**WHAT IS ASKED**
Provide the data again in its entirety, exactly as given.

##### INFORMATION PROVIDED

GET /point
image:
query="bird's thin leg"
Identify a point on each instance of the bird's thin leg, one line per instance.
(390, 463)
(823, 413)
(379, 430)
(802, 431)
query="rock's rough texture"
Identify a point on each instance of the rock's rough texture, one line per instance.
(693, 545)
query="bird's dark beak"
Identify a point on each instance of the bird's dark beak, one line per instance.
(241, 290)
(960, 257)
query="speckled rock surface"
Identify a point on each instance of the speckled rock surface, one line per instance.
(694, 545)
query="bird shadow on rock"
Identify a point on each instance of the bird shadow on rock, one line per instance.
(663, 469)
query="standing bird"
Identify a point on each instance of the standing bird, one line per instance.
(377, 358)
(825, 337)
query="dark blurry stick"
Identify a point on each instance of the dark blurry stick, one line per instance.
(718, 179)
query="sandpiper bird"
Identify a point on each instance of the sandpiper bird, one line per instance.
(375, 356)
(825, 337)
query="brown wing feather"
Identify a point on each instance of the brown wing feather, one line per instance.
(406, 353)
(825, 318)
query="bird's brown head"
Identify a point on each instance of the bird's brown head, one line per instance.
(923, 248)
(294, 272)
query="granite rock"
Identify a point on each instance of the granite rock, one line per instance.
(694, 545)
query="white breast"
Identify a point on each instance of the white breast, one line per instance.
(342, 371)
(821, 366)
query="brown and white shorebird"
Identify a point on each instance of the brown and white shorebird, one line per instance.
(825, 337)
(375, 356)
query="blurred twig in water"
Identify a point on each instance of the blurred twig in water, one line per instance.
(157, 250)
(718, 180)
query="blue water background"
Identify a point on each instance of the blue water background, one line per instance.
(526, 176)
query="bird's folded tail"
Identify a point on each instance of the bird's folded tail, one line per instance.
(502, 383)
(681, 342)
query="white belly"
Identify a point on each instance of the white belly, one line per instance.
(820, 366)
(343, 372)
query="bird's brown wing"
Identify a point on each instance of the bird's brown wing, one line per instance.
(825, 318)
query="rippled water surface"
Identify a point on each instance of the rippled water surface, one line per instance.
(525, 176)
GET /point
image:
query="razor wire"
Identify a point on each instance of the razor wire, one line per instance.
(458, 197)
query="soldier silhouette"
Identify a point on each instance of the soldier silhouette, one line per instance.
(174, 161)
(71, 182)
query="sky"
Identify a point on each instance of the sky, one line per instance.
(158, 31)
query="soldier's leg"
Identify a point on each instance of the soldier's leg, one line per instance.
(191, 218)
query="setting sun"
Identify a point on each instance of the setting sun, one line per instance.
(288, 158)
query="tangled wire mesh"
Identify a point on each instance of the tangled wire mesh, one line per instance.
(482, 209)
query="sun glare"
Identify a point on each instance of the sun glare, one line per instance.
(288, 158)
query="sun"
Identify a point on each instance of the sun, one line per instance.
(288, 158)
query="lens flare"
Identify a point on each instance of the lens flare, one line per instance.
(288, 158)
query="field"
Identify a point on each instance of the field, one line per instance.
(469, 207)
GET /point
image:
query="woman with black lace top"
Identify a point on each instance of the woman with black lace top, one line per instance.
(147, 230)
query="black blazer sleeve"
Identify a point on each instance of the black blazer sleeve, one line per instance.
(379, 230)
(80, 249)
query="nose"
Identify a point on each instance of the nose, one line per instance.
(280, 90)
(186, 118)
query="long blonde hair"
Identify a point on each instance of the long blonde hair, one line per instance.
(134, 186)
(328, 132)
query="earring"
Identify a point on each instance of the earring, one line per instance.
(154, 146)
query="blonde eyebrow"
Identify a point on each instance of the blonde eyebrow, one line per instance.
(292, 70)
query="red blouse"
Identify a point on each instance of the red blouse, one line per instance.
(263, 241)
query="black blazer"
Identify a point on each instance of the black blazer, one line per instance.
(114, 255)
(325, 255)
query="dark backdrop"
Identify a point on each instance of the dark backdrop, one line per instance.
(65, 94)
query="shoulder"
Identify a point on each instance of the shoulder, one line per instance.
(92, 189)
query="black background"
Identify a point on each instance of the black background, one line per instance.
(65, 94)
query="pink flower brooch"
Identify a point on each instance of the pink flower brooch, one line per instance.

##########

**RESPONSE BELOW**
GET /point
image:
query="bird's thin leg"
Identify a point on each instance of the bird's thin leg, one line per instance.
(390, 463)
(823, 413)
(379, 430)
(802, 431)
query="rock's rough texture"
Identify a point on each instance of the rock's rough texture, one line per instance.
(693, 545)
query="bird's dark beak"
Identify a point on each instance of the bird's dark beak, one line per instance.
(241, 290)
(960, 257)
query="speckled rock surface"
Identify a point on each instance of the speckled rock surface, one line per instance.
(694, 545)
query="bird shadow on rock"
Identify a point on each instance of the bird shadow on rock, one line per instance.
(663, 469)
query="standing bird"
Identify a point on each instance of the standing bird, one line per instance.
(377, 358)
(825, 337)
query="dark blurry stick"
Identify a point on each instance of the dark blurry stick, one line per instance.
(718, 179)
query="sandpiper bird"
Identify a point on each instance of the sandpiper bird, one line per instance.
(375, 356)
(825, 337)
query="brown wing feather"
Identify a point on each instance of the brown wing feather, one line per instance.
(406, 353)
(825, 318)
query="bird's brown head"
Identify a point on each instance of the bird's brown head, one line per instance.
(923, 248)
(294, 272)
query="granite rock"
Identify a point on each instance of the granite rock, one line per instance.
(694, 545)
query="white breast"
Identify a point on each instance of the white breast, one line per instance.
(342, 371)
(821, 366)
query="brown and white shorebird"
Identify a point on each instance of the brown and white shorebird, one line per instance.
(825, 337)
(375, 356)
query="blurred twig in water"
Identify a point on each instance of the blurred twig in water, one line per instance.
(157, 250)
(718, 180)
query="blue water background"
Identify a point on each instance of the blue water background, one line per instance.
(526, 176)
query="bird's folded tail"
Identify a point on each instance of the bird's folded tail, one line per instance.
(502, 383)
(681, 342)
query="white belly"
Identify a point on each instance of the white belly, one line per instance.
(820, 366)
(343, 372)
query="bird's brown wing"
Identify a point on each instance of the bird's brown wing, one line per instance.
(825, 318)
query="rippled water surface"
Identify a point on each instance of the rippled water surface, one line per instance.
(525, 176)
GET /point
image:
query="razor wire"
Identify a point on each instance of the razor wire, one line per instance.
(458, 197)
query="soldier silhouette"
Identify a point on each instance of the soldier silhouette, one line per instance.
(174, 161)
(71, 182)
query="sky"
Identify a point on each instance of the sky, one line per instance.
(158, 31)
query="soldier's leg"
Identify a point on each instance of the soldier's leg, one line per instance.
(191, 218)
query="setting sun"
Identify a point on each instance of the setting sun, one line per instance.
(288, 158)
query="tangled wire mesh"
Identify a point on each instance of the tangled wire mesh, one line per instance.
(482, 209)
query="sun glare"
Identify a point on each instance of the sun glare, one line per instance.
(288, 158)
query="sun"
Identify a point on each instance of the sun, one line per instance.
(288, 158)
query="lens flare"
Identify a point on each instance of the lens flare, one line per instance.
(288, 158)
query="field"
Identify a point on each instance of the field, one line per instance.
(469, 207)
GET /point
image:
query="woman with black lace top"
Identify a point on each instance of the woman with black lace top, one line per instance.
(147, 230)
query="black blazer sleeve"
Identify a point on each instance of the black blazer sleeve, one line per instance.
(379, 230)
(80, 249)
query="nose"
Identify a point on each instance of the nose, one line per instance.
(280, 90)
(186, 118)
query="long blonde hair"
Identify a point on each instance of the long blonde hair, one line per instance.
(134, 186)
(328, 132)
query="earring"
Identify a point on each instance of the earring, one line per instance.
(154, 146)
query="blonde eyebrow"
Identify a point on each instance of the blonde eyebrow, one line per instance.
(292, 70)
query="red blouse"
Identify a point on each instance of the red blouse, one line per instance.
(263, 241)
query="black blazer"
Identify a point on each instance of the black blazer, one line per instance.
(114, 255)
(325, 255)
query="dark backdrop"
Identify a point on each instance of the dark backdrop, one line per instance.
(65, 94)
query="shoulder"
Identify a point on each instance of the shoulder, one line per instance.
(92, 189)
query="black background"
Identify a point on each instance of the black background, one line per instance.
(65, 94)
query="pink flower brooch"
Identify a point on each instance of the pink flower brooch, one line per instance.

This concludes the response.